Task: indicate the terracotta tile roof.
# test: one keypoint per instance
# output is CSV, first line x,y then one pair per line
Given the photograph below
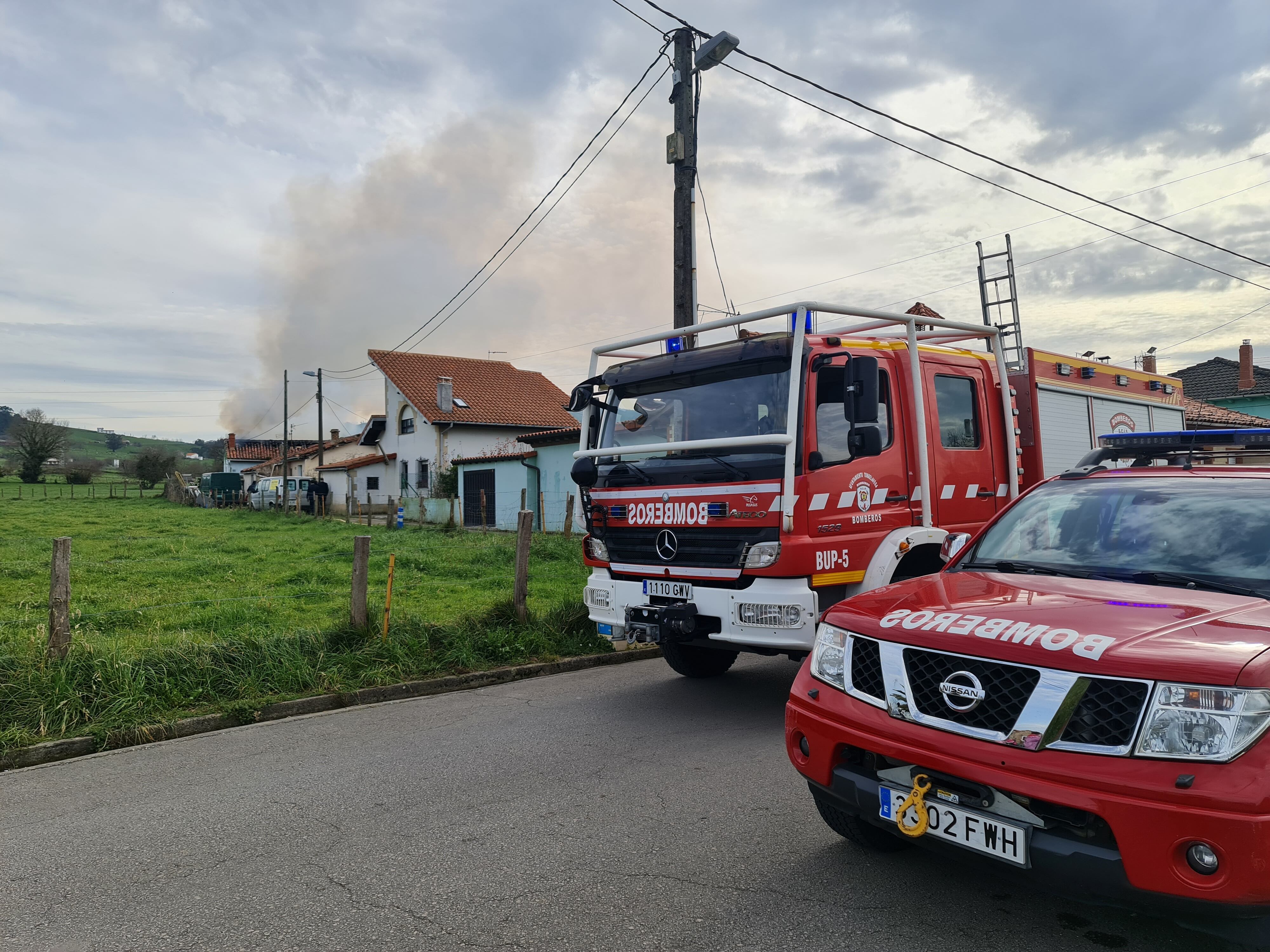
x,y
496,458
1219,379
360,461
552,439
261,449
1206,417
496,392
921,310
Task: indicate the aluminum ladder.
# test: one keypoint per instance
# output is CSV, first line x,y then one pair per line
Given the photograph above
x,y
1012,331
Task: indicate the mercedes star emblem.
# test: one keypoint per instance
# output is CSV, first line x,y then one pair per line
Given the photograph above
x,y
962,692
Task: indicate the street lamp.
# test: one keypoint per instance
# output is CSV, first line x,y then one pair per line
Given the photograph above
x,y
322,441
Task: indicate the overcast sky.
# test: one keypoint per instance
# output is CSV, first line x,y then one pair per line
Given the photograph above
x,y
200,195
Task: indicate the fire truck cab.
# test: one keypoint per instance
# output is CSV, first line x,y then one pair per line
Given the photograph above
x,y
730,503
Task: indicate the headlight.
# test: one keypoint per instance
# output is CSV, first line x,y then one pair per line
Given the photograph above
x,y
763,555
1193,723
830,657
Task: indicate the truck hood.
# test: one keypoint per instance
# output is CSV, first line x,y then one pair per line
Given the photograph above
x,y
1080,625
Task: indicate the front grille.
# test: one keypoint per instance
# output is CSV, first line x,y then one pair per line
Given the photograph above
x,y
1006,687
705,548
867,668
1108,714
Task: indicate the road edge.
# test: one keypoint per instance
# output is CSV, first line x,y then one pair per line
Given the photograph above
x,y
68,748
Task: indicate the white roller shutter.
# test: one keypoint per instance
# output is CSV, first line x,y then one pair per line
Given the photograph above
x,y
1065,430
1166,418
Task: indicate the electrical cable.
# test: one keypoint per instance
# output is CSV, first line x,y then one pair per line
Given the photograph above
x,y
990,182
576,181
533,213
998,234
957,145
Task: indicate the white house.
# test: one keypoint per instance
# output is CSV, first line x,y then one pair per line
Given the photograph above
x,y
542,468
441,409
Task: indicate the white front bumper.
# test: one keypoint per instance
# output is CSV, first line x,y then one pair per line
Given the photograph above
x,y
721,604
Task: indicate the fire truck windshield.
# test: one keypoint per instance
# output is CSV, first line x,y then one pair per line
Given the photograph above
x,y
1155,530
717,403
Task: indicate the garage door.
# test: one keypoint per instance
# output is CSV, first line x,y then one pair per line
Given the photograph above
x,y
1065,430
1166,418
1121,417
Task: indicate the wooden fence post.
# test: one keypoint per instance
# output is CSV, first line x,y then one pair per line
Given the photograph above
x,y
361,564
60,598
524,532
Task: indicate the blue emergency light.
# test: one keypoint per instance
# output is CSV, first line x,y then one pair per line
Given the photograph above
x,y
807,327
1184,441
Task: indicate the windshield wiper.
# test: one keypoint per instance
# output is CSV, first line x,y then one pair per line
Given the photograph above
x,y
1194,582
1028,569
725,464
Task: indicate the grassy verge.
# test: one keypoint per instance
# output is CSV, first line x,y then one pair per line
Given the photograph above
x,y
182,611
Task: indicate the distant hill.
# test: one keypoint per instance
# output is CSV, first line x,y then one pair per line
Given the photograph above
x,y
91,445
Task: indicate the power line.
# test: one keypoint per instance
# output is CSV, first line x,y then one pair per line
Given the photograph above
x,y
1017,229
713,253
577,180
958,145
990,182
528,218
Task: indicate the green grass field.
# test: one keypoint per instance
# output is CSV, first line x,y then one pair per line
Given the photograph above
x,y
180,611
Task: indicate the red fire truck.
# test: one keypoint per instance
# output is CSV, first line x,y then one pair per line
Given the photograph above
x,y
730,503
1080,696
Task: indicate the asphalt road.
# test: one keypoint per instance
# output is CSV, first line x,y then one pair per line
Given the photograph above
x,y
615,809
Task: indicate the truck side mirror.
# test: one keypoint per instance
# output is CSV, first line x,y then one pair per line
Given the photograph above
x,y
860,392
866,440
580,399
585,473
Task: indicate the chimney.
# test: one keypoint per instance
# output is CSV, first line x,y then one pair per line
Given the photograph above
x,y
1247,381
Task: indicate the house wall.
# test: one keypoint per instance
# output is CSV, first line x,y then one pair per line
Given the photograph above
x,y
438,442
1252,406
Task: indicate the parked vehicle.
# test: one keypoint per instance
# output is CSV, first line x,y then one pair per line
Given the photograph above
x,y
1080,696
730,503
267,493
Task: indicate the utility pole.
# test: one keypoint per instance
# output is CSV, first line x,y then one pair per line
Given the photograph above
x,y
286,446
681,150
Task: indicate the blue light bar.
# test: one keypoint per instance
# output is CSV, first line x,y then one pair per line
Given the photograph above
x,y
1182,441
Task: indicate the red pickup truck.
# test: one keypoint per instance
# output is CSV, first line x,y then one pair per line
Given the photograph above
x,y
1079,696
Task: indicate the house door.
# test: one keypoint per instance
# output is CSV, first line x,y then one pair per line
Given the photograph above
x,y
478,497
963,482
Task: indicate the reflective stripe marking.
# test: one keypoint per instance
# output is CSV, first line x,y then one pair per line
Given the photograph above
x,y
686,572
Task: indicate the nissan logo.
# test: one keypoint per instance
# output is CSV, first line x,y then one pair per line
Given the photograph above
x,y
962,692
667,545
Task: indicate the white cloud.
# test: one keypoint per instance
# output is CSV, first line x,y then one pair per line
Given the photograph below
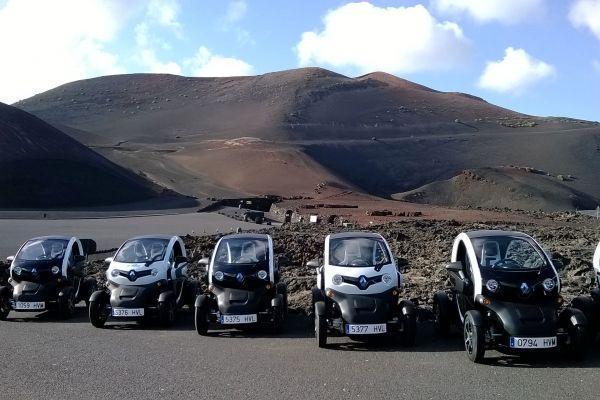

_Work instructions_. Output the data exactly. Leave every picture out.

_Answer box_.
Task: indicate the terracotta tile roof.
# test: one keypoint per instance
# output is CSV, first line x,y then one pair per line
Given the photograph below
x,y
496,458
1219,379
360,461
552,439
261,449
1206,417
496,392
921,310
Task: indicate the aluminum ladder.
# test: one keypoint per instance
# output is CSV, first line x,y then one pair per line
Given the photograph above
x,y
1012,331
Task: indicate the mercedes star emblem.
# test: one keypoint per instance
# output is CSV, first line x,y then one pair per line
Given the photograph above
x,y
962,692
Task: indicate the street lamp.
# test: one keypoint per instance
# output is CSV, first line x,y then one pair per line
Given the photograph above
x,y
322,441
Task: indicate the overcast sky.
# test: one keypoint per instance
# output is CSV, first line x,y then one pair per line
Given the photograph above
x,y
200,195
Task: indicate the fire truck cab.
# test: one keypoint per instance
# output is CSV, first line x,y then one pair per line
Given the photograph above
x,y
730,503
Task: indicate the headlight.
# test: one keypoint per instance
# output is CSV, first line x,y then one pair per line
Given the photograph above
x,y
763,555
1193,723
830,657
Task: indicate the truck hood.
# test: one keypoint per instance
# output is CSV, first line x,y then one pair per line
Given the photograph above
x,y
1080,625
Task: indicate the front grille.
# test: one keypoint per instance
# output is CSV, first line x,y then one pair per line
Given the photograph above
x,y
1006,687
705,548
867,668
1108,714
Task: indicate the road edge.
# test: one keypoint per instance
# output is CSV, first line x,y then one pair per line
Given the photograph above
x,y
68,748
Task: indicate the white roller shutter.
# test: one keypoint per instance
# output is CSV, first line x,y then one pair per line
Given the photograph above
x,y
1065,430
1166,418
Task: indicate the electrical cable.
# test: one keypoint per instance
# output is CSV, first line x,y then one pair per line
Given the photograph above
x,y
990,182
576,181
533,213
998,234
957,145
Task: indicate the white house.
# test: one keypoint per instance
# output is CSV, first line x,y then one pair per line
Given the photograph above
x,y
542,468
441,409
Task: indicate the white front bumper.
# test: one keypoint per instance
# output is CSV, first line x,y then one pair per line
Given the photograph above
x,y
721,604
Task: indicate the fire truck windshield.
# test: one keypoint per instance
# output is CSV, first line x,y then one pair per line
Given the photograph above
x,y
1155,530
717,403
Task: indicate the garage door.
# test: one keypoint per instance
# output is CSV, first line x,y then one pair per line
Given the photograph above
x,y
1065,430
1166,418
1121,417
Task: indicate the wooden fence post.
# test: one keypoint per instance
# output is CSV, first line x,y then one pair per line
Given the photograph above
x,y
361,564
60,598
524,532
Task: indicate the blue emergency light.
# test: one keypoint per instance
# output is CSV, first line x,y then one pair per line
Given the photograph above
x,y
807,327
1184,441
Task: indicate the windshield wiper.
# test: one keypoint per instance
# output is CSV, first line x,y then one pair per line
Given the photograph above
x,y
1194,582
1028,569
725,464
Task: indicate the grassy verge.
# test: one keypoint per instance
# output is CSV, first line x,y then one pair per line
Given the photograph above
x,y
182,611
Task: indicate the distant hill.
# test: one keypoint per instance
# output is CSV, first line x,y then one pair per line
Given the photograph above
x,y
91,445
Task: indicate the power line.
# test: one keypoint per instance
# output is CSV, first line x,y then one pair per line
Given the photograph above
x,y
1017,229
713,253
577,180
958,145
990,182
528,218
Task: indicate the green grass field.
# test: one keypoint per instance
# output is CSV, first line x,y then one pair per line
Given the photograph above
x,y
180,611
Task: indicate the red fire truck.
# test: one keypoint per instance
# output is CSV, first line x,y then one pair per line
Given the photograph above
x,y
730,503
1080,696
Task: indicate the asphalt road.
# test: one keypoint per instance
# output is CSV, first line x,y then one pair per line
Given the photograph above
x,y
615,809
Task: indicate the truck side mirror.
# test: one keypoint per instance
# output is CSV, first line x,y then one pair per line
Given the photograph above
x,y
860,392
866,440
580,399
585,473
Task: indicate the chimney.
# test: one keypoint per instance
# output is CSV, first line x,y then one pair per line
Given the photograph above
x,y
1247,381
Task: indicate the house wall.
# test: one keypoint per instance
# output is CSV, first line x,y then one pair per line
Given the photograph above
x,y
438,442
1252,406
Task: indicate the parked vehicle.
# test: one keypoint per instance
# output is CSV, first line x,y then one pair per line
Given the photograph above
x,y
1080,696
730,503
267,493
Task: indicate the utility pole.
# test: one keypoint per instance
# output is CSV, first line x,y then one pair per line
Given the photograph above
x,y
286,446
681,150
Task: indicate the blue light bar.
# test: one keypoint per instance
# output is CSV, first line x,y then one pair per line
Given the photograph above
x,y
1182,441
Task: indicate the red pickup truck.
# test: one keypoint per instance
# output is CSV, first line x,y then one pair per line
Given the photograph above
x,y
1079,696
Task: indicate the house door.
# test: one keypoint per instance
# output is CSV, first line x,y then one pair per line
Given the photograph above
x,y
478,497
963,482
Task: indicate the reflective stripe marking.
# test: one keypoint per instance
# output is CSV, first line x,y then one pair per line
Given the photograph above
x,y
686,572
Task: indicate the nissan logo.
# test: one keypoint per instance
# output is CSV, first line x,y then one pair per line
Given the photograph above
x,y
962,692
667,545
Task: indicate the white cloud.
# test: one keypoint per instance
# output is CSV, first line x,y then one pair per line
Given the photograph below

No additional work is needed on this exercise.